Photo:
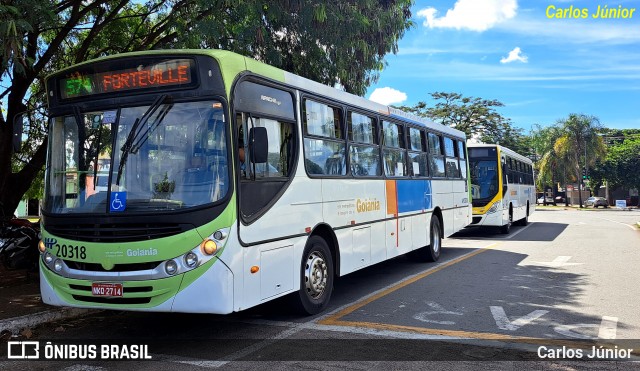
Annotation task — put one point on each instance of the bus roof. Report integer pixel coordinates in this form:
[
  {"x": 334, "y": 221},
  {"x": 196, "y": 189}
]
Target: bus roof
[{"x": 228, "y": 59}]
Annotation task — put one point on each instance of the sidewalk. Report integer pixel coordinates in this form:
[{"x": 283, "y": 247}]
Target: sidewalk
[{"x": 21, "y": 306}]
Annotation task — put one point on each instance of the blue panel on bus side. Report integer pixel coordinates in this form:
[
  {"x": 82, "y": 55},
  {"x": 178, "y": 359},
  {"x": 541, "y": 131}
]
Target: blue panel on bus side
[{"x": 413, "y": 195}]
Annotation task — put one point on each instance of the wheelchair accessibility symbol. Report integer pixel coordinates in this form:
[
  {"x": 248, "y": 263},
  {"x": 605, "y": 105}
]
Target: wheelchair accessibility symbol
[{"x": 118, "y": 201}]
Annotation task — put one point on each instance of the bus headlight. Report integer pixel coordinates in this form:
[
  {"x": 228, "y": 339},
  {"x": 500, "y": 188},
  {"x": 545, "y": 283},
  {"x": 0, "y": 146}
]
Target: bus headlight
[
  {"x": 209, "y": 247},
  {"x": 191, "y": 259},
  {"x": 171, "y": 267}
]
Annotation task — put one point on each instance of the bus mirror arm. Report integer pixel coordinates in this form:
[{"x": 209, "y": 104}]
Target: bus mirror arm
[{"x": 259, "y": 144}]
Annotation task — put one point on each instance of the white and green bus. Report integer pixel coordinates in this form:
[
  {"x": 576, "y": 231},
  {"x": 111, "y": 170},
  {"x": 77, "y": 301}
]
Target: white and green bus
[
  {"x": 502, "y": 187},
  {"x": 231, "y": 183}
]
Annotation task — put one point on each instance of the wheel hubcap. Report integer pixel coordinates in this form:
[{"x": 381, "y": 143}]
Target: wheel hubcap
[{"x": 315, "y": 275}]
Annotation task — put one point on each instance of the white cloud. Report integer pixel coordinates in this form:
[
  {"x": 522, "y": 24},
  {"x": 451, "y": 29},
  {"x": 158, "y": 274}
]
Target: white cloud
[
  {"x": 474, "y": 15},
  {"x": 515, "y": 55},
  {"x": 387, "y": 96}
]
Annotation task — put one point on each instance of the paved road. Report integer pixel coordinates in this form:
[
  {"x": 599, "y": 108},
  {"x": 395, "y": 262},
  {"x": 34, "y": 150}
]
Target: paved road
[{"x": 569, "y": 276}]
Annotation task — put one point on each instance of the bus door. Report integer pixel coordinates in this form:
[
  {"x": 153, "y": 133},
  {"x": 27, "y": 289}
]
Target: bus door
[{"x": 265, "y": 122}]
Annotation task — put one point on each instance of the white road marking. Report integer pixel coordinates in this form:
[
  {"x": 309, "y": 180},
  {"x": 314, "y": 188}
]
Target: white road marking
[
  {"x": 606, "y": 329},
  {"x": 570, "y": 331},
  {"x": 503, "y": 321},
  {"x": 437, "y": 309},
  {"x": 560, "y": 261}
]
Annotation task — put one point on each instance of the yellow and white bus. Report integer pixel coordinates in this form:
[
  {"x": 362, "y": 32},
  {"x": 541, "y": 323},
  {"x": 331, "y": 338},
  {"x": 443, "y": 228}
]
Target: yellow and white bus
[{"x": 502, "y": 187}]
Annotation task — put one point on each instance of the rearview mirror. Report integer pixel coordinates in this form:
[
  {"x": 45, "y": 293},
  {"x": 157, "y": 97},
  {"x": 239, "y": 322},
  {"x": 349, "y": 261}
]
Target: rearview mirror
[{"x": 258, "y": 144}]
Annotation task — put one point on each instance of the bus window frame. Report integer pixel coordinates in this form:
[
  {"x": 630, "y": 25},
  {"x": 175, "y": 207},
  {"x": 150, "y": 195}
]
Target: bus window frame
[
  {"x": 376, "y": 138},
  {"x": 304, "y": 96},
  {"x": 401, "y": 148}
]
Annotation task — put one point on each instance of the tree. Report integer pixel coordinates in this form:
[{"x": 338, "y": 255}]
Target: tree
[
  {"x": 622, "y": 164},
  {"x": 548, "y": 164},
  {"x": 580, "y": 145},
  {"x": 330, "y": 42},
  {"x": 476, "y": 117}
]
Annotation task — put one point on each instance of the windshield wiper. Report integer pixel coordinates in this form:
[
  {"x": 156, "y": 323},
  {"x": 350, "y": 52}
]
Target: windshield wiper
[
  {"x": 143, "y": 138},
  {"x": 135, "y": 132}
]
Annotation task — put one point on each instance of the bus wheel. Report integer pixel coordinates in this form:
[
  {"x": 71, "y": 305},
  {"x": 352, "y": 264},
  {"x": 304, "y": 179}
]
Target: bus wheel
[
  {"x": 316, "y": 277},
  {"x": 431, "y": 252},
  {"x": 505, "y": 229}
]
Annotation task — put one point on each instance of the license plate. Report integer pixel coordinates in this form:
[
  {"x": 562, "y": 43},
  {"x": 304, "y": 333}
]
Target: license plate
[{"x": 106, "y": 289}]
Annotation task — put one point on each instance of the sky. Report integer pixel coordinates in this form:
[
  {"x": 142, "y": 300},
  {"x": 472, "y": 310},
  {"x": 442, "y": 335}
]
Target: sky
[{"x": 541, "y": 65}]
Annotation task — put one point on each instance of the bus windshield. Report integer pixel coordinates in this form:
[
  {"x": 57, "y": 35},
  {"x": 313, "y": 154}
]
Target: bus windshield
[
  {"x": 176, "y": 157},
  {"x": 484, "y": 179}
]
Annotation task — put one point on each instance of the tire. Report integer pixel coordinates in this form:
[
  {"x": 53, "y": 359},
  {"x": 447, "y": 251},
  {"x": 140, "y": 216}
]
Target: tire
[
  {"x": 431, "y": 252},
  {"x": 316, "y": 277},
  {"x": 505, "y": 229}
]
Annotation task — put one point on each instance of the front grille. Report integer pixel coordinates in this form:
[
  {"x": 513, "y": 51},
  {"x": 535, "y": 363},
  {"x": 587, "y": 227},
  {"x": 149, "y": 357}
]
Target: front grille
[
  {"x": 93, "y": 267},
  {"x": 106, "y": 300},
  {"x": 125, "y": 290},
  {"x": 89, "y": 298},
  {"x": 116, "y": 232}
]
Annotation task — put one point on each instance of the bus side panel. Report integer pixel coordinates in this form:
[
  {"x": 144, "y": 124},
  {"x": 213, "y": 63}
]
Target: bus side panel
[
  {"x": 278, "y": 266},
  {"x": 443, "y": 198},
  {"x": 298, "y": 208},
  {"x": 358, "y": 202}
]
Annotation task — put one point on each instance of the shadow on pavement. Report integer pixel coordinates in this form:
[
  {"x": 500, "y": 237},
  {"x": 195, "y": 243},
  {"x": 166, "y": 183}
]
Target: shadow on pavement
[{"x": 535, "y": 231}]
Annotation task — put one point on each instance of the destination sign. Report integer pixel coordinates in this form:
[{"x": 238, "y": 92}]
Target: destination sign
[{"x": 166, "y": 73}]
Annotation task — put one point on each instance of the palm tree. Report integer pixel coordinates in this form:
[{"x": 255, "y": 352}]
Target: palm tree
[
  {"x": 548, "y": 166},
  {"x": 579, "y": 144}
]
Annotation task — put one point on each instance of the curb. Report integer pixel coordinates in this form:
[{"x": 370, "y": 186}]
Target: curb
[{"x": 14, "y": 325}]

--

## Problem to solve
With the pictures removed, repeat the listing above exactly as it stands.

## Response to this exercise
Photo:
Annotation task — put one point on each instance of the bus roof. Report integer pixel coordinates in this form:
[
  {"x": 334, "y": 221},
  {"x": 196, "y": 189}
]
Target: bus roof
[{"x": 228, "y": 59}]
Annotation task — put one point on each instance of the sidewalk. Report integer pixel coordinates in this form:
[{"x": 283, "y": 247}]
Target: sidewalk
[{"x": 21, "y": 306}]
Annotation task — put one point on each instance of the blue panel on bus side. Report integer pixel coordinates in this form:
[
  {"x": 82, "y": 55},
  {"x": 178, "y": 359},
  {"x": 541, "y": 131}
]
Target: blue panel on bus side
[{"x": 413, "y": 195}]
Annotation task — put one point on each instance of the wheelchair accessibility symbol. Report integer pixel coordinates in this form:
[
  {"x": 248, "y": 263},
  {"x": 605, "y": 105}
]
Target: wheelchair accessibility symbol
[{"x": 118, "y": 201}]
Annotation task — put one point on each instance of the bus headlight. Report integer pixel coordinates in this form:
[
  {"x": 228, "y": 339},
  {"x": 500, "y": 188},
  {"x": 545, "y": 283},
  {"x": 0, "y": 146}
]
Target: bus headlight
[
  {"x": 209, "y": 247},
  {"x": 191, "y": 259},
  {"x": 171, "y": 267}
]
Annotation task — put one point on each instance of the bus mirror arm. Report integer pixel coordinates in this form:
[{"x": 209, "y": 104}]
Target: bus mirror arm
[{"x": 259, "y": 144}]
Annotation task — put one point on each instance of the white and green bus. Report integer pixel coordinates in this form:
[
  {"x": 576, "y": 231},
  {"x": 111, "y": 170},
  {"x": 77, "y": 301}
]
Target: white and green bus
[
  {"x": 502, "y": 187},
  {"x": 231, "y": 183}
]
Annotation task — put one point on each instance of the wheel hubcap. Report integer pixel coordinates in this form:
[{"x": 381, "y": 143}]
Target: wheel hubcap
[{"x": 315, "y": 275}]
Annotation task — put one point on each instance of the white cloud. Report integer pixel coordinates in this form:
[
  {"x": 522, "y": 24},
  {"x": 451, "y": 29},
  {"x": 158, "y": 274}
]
Target: white cloud
[
  {"x": 474, "y": 15},
  {"x": 515, "y": 55},
  {"x": 387, "y": 96}
]
Annotation task — put one point on each instance of the paved road. Report integer pixel coordinates in this form:
[
  {"x": 599, "y": 108},
  {"x": 395, "y": 262},
  {"x": 34, "y": 150}
]
Target: paved road
[{"x": 569, "y": 276}]
Annotation task — put one point on each instance of the bus door. Report integer pixel coordinates in this form:
[
  {"x": 153, "y": 133},
  {"x": 27, "y": 289}
]
Target: bus door
[{"x": 265, "y": 122}]
Annotation task — put one point on each instance of the white road marking. Report integer pixel coordinates in this form:
[
  {"x": 309, "y": 180},
  {"x": 314, "y": 188}
]
Target: white road marking
[
  {"x": 606, "y": 329},
  {"x": 570, "y": 331},
  {"x": 503, "y": 321},
  {"x": 437, "y": 309},
  {"x": 560, "y": 261}
]
Annotation task — put one point on each instance of the yellow and white bus. Report integer pixel coordinates in this form:
[
  {"x": 362, "y": 32},
  {"x": 541, "y": 323},
  {"x": 331, "y": 338},
  {"x": 443, "y": 228}
]
Target: yellow and white bus
[{"x": 502, "y": 187}]
Annotation task — put one point on each instance of the rearview mirror. Report integer pixel coordinates in this form:
[
  {"x": 45, "y": 293},
  {"x": 157, "y": 97},
  {"x": 239, "y": 322},
  {"x": 349, "y": 261}
]
Target: rearview mirror
[{"x": 258, "y": 144}]
Annotation task — put one point on each instance of the bus window frame. Report integer pixel coordinates in this form:
[
  {"x": 630, "y": 25},
  {"x": 175, "y": 207},
  {"x": 150, "y": 195}
]
Target: bus window frame
[
  {"x": 376, "y": 138},
  {"x": 304, "y": 96},
  {"x": 401, "y": 148}
]
Annotation task — put one point on each instance of the tree. Report integer pixel coordinates in this form:
[{"x": 338, "y": 255}]
Target: tree
[
  {"x": 622, "y": 164},
  {"x": 548, "y": 164},
  {"x": 580, "y": 145},
  {"x": 330, "y": 42},
  {"x": 476, "y": 117}
]
Annotation task — put one point on each instance of the windshield wiper. Report integer pixel coordinates in this form:
[
  {"x": 156, "y": 323},
  {"x": 350, "y": 52}
]
Target: windshield wiper
[
  {"x": 143, "y": 138},
  {"x": 135, "y": 132}
]
Annotation task — put one point on each instance of the bus wheel. Report integer pixel coordinates in this form:
[
  {"x": 71, "y": 305},
  {"x": 352, "y": 264},
  {"x": 304, "y": 179}
]
Target: bus wheel
[
  {"x": 316, "y": 277},
  {"x": 431, "y": 252},
  {"x": 505, "y": 229}
]
Annotation task — put one point on each instance of the license plate. Report integer pixel coordinates in this form:
[
  {"x": 562, "y": 43},
  {"x": 304, "y": 333}
]
Target: license plate
[{"x": 106, "y": 289}]
Annotation task — put one point on each instance of the sky. Report integer pixel coordinates in this form:
[
  {"x": 142, "y": 300},
  {"x": 472, "y": 310},
  {"x": 442, "y": 335}
]
Target: sky
[{"x": 541, "y": 65}]
Annotation task — put one point on each instance of the bus windshield. Report integer pixel coordinates in this form:
[
  {"x": 57, "y": 35},
  {"x": 313, "y": 154}
]
Target: bus windshield
[
  {"x": 176, "y": 157},
  {"x": 484, "y": 179}
]
Annotation task — put one point on each instance of the tire. Report integer pixel coordinates in this form:
[
  {"x": 53, "y": 359},
  {"x": 447, "y": 251},
  {"x": 140, "y": 216}
]
Target: tire
[
  {"x": 431, "y": 252},
  {"x": 316, "y": 277},
  {"x": 505, "y": 229}
]
Annotation task — put one point on each instance of the front grille. Report integer pixel coordinates in this form:
[
  {"x": 513, "y": 51},
  {"x": 535, "y": 363},
  {"x": 587, "y": 227},
  {"x": 149, "y": 357}
]
Target: front grille
[
  {"x": 93, "y": 267},
  {"x": 106, "y": 300},
  {"x": 125, "y": 290},
  {"x": 89, "y": 298},
  {"x": 116, "y": 232}
]
Annotation task — put one point on each instance of the bus side panel. Report integer pixel coordinates in this form:
[
  {"x": 144, "y": 124},
  {"x": 213, "y": 63}
]
Target: bus side panel
[
  {"x": 278, "y": 266},
  {"x": 443, "y": 198},
  {"x": 298, "y": 208},
  {"x": 358, "y": 202}
]
Annotation task — put one point on each instance of the shadow on pavement. Report integer pixel coordinates in this form:
[
  {"x": 500, "y": 237},
  {"x": 195, "y": 243},
  {"x": 166, "y": 183}
]
Target: shadow on pavement
[{"x": 535, "y": 231}]
Annotation task — put one point on each instance of the destination sign. Report integer pixel coordinates in this form:
[{"x": 238, "y": 92}]
Target: destination sign
[{"x": 166, "y": 73}]
Annotation task — put one point on each instance of the palm tree. Report integer pixel coordinates in this form:
[{"x": 255, "y": 352}]
Target: palm tree
[
  {"x": 548, "y": 166},
  {"x": 579, "y": 144}
]
Annotation task — put one point on each instance of the curb. Report integer pixel coordinates in this form:
[{"x": 370, "y": 186}]
Target: curb
[{"x": 14, "y": 325}]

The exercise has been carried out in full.